Blog Arşivi

1 Temmuz 2022 Cuma

AFORİZMALAR..

 


            Ekonomik kriz buhrana döndüğüne göre artık klasik AKP eyyamcılığının karaya vurduğu da ortaya çıktı. Bugüne kadar yürütülen salla yuvarla diyaloğu ile ayrıştıran bir düzen hedefe konarak İktidarda kalmayı beceren ve böyle de süreceğine inanan – ki aslında siyaset kültürü ve kalitesi yetmeyen- AKP tek adam İktidarı, bundan böyle aynı anlayışla seçimleri bile yapamayacağını veya yapmayacağı algısını da ortaya koydu.

# Derlenen Kayıtlar

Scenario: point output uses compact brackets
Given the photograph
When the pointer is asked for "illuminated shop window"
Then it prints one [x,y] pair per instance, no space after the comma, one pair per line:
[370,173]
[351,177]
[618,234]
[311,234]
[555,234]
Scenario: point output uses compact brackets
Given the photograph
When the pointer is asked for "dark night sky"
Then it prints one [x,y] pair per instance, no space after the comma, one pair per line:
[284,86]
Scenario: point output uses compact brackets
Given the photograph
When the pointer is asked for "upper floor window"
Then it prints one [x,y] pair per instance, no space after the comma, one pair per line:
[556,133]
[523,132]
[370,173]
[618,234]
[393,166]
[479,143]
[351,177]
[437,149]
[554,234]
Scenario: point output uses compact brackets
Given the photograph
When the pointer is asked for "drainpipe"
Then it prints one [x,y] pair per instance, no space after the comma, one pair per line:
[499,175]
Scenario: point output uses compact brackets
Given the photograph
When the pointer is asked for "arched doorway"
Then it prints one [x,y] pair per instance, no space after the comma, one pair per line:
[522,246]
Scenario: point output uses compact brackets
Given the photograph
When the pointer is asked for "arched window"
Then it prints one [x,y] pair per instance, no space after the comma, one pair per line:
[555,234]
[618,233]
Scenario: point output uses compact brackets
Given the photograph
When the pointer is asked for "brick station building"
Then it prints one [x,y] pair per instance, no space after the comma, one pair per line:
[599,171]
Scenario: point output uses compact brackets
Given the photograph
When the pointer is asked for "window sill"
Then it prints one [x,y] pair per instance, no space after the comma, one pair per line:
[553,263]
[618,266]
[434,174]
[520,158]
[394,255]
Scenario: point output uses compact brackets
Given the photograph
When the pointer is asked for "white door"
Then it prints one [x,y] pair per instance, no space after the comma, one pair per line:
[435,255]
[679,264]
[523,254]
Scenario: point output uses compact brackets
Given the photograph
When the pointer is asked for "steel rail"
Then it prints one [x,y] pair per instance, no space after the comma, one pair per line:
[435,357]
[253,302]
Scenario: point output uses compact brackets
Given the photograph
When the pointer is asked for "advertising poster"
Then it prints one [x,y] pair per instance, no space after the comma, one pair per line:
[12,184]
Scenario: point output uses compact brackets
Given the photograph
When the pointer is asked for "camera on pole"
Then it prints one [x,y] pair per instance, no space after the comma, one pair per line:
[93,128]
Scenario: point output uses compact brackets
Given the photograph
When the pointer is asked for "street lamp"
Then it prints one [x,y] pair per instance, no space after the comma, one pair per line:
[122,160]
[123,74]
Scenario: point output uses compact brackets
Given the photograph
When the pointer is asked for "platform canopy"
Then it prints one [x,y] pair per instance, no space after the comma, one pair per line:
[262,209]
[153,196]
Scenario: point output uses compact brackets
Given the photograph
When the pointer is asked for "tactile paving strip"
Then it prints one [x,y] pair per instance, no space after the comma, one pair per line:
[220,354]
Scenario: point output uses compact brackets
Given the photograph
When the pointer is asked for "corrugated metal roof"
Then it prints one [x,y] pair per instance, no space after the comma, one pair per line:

# Alıştırmalar
A – Aforizmalar yazısına göre şu soruları cevaplayın:
(i) Yazının tarihi ne?
(ii) Ekonomik kriz neye dönmüş?
(iii) Yazı AKP iktidarını hangi sözlerle anıyor?
B – Şu cümleler Aforizmalar yazısıyla uyuşuyor mu? Her birine evet ya da hayır deyin, yazıdan belirleyici sözleri aynen aktarın.
(i) Yazı bir pazartesi gününe tarihli.
(ii) Ekonomik kriz buhrana dönmüş.
(iii) AKP'nin siyaset kültürü ve kalitesi yeterli görülüyor.
C – Aforizmalar yazısını kaldığı yerden sürdürün.
Kayıtların burada hiçbir payı yok.

# Sırayla Cevaplar
A –
(i) 1 Temmuz 2022 Cuma.
(ii) Buhrana.
(iii) "AKP tek adam İktidarı" diye anıyor.

B –
(i) Hayır: "1 Temmuz 2022 Cuma".
(ii) Evet: "Ekonomik kriz buhrana döndüğüne göre".
(iii) Hayır: "ki aslında siyaset kültürü ve kalitesi yetmeyen".

C –
Bu beceriksizliği yaparken de belki de 20 yılda istemeden daha doğrusu da düşünemeden, kahredici bir çaresizlik beyanına imza atmak zorunda kaldığının da belki hala farkında olamıyor. Artık batma noktasındaki ülkede hala kalkınmışlıktan bahsedenler ve topluca batışın da nedeni olanlar, demek ki aslında ‘biz saatimiz çaldığında nasıl olsa mekân değiştireceğiz, nasıl batacağınızı siz düşünün’ demek istiyorlar herhalde.

 

            Her şeyi üreten bir ülkenin insanları, bir zamanlar dışarıya sattıkları kendi üretimleri, bugün dışarıdan getiriliyorken, dış mihraklı yaşam ürünlerini alabilmek için bile yokluklarına rağmen kuyruklar oluşturuyor. Ne var ki idraksiz seçmenlerin yanında, bütün bu sefaletin baş nedeni olan başımızdaki ezik vükela, hala ve utanmadan gelecek seçimleri bile tek elden kazanmayı düşünüyor ve adeta tuluatçı rahmetli İsmail H. Dümbüllü’ye bile rahmet okutuyorlar.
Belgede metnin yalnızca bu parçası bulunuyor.